» **AVAILABLE DATA**:
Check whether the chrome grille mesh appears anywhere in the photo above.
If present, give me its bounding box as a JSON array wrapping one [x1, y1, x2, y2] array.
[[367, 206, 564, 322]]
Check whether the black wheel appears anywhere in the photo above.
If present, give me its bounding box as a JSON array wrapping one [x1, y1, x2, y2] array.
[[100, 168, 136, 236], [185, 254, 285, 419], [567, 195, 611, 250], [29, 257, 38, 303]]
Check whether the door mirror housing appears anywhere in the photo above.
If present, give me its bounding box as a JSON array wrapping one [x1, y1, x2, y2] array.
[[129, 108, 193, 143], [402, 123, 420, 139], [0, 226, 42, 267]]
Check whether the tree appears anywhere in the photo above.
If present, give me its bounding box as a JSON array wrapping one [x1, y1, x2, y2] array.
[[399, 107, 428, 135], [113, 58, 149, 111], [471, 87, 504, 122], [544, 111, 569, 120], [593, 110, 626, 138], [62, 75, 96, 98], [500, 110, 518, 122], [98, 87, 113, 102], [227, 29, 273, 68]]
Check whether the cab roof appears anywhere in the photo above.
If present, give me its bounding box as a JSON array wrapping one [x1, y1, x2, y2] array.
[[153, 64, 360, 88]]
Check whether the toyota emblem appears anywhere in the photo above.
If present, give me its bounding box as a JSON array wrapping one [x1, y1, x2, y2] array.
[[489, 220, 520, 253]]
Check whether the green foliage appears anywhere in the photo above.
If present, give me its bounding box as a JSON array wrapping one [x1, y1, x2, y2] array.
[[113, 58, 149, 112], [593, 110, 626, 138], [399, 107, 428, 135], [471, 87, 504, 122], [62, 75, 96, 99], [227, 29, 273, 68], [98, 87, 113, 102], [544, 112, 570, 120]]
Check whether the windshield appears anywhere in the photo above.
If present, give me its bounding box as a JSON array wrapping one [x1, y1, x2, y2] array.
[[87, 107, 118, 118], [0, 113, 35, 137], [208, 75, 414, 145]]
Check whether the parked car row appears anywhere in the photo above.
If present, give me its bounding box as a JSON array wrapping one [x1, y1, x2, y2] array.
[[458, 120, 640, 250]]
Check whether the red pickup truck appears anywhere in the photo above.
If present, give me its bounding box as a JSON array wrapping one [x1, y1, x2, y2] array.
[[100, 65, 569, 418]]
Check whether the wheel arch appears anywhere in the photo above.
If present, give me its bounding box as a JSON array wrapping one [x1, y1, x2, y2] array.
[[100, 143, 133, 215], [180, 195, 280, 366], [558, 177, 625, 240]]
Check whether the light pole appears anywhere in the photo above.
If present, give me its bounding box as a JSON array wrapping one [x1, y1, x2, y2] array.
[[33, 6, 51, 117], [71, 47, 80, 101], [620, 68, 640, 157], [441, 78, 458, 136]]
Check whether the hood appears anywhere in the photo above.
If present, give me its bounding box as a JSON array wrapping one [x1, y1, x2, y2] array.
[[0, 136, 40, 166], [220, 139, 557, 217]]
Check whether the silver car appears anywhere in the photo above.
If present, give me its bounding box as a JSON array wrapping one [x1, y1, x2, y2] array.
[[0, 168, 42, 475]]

» **STATED GOAL**: Can you reproduce the items from the very first line through the line containing "226, 42, 267]]", inclusive, switching "door mirror housing" to "side mirror housing" and keeping everything else the same?

» **OUTPUT OF THE TASK**:
Check whether the chrome grille mesh appears anywhere in the photo above.
If present, give me its bounding box as a JSON array wrapping one [x1, y1, x2, y2] array.
[[367, 206, 564, 322]]
Check whether the black wheel appears anywhere in the photo above.
If present, give me its bounding box as a JSON array wrapping one [x1, y1, x2, y2] array.
[[100, 168, 136, 236], [185, 254, 285, 419], [567, 195, 611, 250], [29, 257, 38, 303]]
Check whether the side mirror housing appears anywhere in the photo above.
If present, give me its bounding box as a JSON array wrapping one [x1, y1, x2, y2] array.
[[129, 108, 193, 143], [402, 123, 420, 139], [0, 226, 42, 267]]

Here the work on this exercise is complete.